WHAT THE TASK REQUIRES:
Rescale the rows starting at the first one below and ending at the one containing "x=130, y=648", and write all of those lines out again, requests included, with every x and y coordinate in the answers multiplied by 1.7 and rounded to the nearest whole number, halves going up. Give only these lines.

DATA RECORDS:
▬▬▬▬▬▬
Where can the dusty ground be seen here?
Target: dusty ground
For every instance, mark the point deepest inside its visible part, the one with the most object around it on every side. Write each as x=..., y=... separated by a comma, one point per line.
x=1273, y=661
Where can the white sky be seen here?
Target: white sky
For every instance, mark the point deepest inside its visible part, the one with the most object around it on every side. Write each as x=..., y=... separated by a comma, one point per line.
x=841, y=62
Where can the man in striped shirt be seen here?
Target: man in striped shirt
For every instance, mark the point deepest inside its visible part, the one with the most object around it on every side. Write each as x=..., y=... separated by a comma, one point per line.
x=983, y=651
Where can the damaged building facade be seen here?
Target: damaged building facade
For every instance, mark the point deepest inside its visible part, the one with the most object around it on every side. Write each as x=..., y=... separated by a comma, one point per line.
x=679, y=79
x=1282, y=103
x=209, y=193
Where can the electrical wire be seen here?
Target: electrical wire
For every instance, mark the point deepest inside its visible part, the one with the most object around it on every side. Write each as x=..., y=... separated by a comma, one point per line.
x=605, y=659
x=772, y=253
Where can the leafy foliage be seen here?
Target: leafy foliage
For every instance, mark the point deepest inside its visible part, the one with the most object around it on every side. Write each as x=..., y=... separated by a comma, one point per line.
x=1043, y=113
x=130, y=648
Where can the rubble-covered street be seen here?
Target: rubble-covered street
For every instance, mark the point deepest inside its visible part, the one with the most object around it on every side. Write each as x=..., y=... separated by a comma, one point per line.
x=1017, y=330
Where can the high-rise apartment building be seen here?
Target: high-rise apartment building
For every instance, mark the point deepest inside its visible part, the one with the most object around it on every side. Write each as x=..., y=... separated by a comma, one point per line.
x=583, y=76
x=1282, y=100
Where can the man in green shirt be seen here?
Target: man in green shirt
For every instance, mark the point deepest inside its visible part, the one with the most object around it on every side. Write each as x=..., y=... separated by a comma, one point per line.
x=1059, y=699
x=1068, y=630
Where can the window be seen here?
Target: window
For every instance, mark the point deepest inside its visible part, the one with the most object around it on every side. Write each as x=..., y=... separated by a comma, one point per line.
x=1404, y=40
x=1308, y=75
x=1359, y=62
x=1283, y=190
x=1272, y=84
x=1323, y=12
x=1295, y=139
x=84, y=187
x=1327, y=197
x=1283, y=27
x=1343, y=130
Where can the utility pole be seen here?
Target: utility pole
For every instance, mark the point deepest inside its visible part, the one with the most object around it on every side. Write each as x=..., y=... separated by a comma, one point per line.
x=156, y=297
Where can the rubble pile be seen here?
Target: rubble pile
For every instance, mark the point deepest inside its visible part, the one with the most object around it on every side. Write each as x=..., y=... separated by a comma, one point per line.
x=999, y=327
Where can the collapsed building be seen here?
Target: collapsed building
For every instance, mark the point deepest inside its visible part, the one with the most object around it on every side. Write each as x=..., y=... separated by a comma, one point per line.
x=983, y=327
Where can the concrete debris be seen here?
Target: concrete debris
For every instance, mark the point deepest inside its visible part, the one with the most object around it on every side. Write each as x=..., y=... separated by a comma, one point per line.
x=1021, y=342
▬▬▬▬▬▬
SOLUTION:
Where can the dusty ground be seen here?
Target: dusty ground
For every instance, mark the point deepest inside its visible part, the one with the most object around it on every side. Write each as x=..., y=... separated by a comma, one point per line.
x=2164, y=1124
Where can the white sky be seen here?
Target: white sky
For every instance, mark the point deepest inside its visible part, the one with the most object around it on every side. Write each as x=..., y=... separated by a comma, one point per line.
x=1430, y=105
Where can the man in striped shirt be seen here?
Target: man in striped shirt
For every instance, mark the point deepest inside its visible part, the one with the most object around it on every side. Write each as x=..., y=... separated by a comma, one point per line.
x=1671, y=1107
Where can the damaged building facade be seen here?
Target: damaged building facade
For every instance, mark the point deepest inside its visible part, the one with the most object around it on every side. Write each as x=..., y=... separated by a comma, one point per line.
x=1154, y=134
x=2179, y=175
x=355, y=328
Where can the electrical wire be seen here?
Target: electrical wire
For every instance, mark the point deepest inside its visible part, the one with the most object around it on every side. Write each as x=..., y=... separated by a comma, one point per line.
x=1029, y=1120
x=1312, y=430
Where can the leafy foliage be seen here?
Target: leafy foliage
For every instance, mark the point deepest inside its visible part, the one with the most object around it on every side. Write each as x=..., y=... separated by a comma, one point per line.
x=1773, y=192
x=221, y=1102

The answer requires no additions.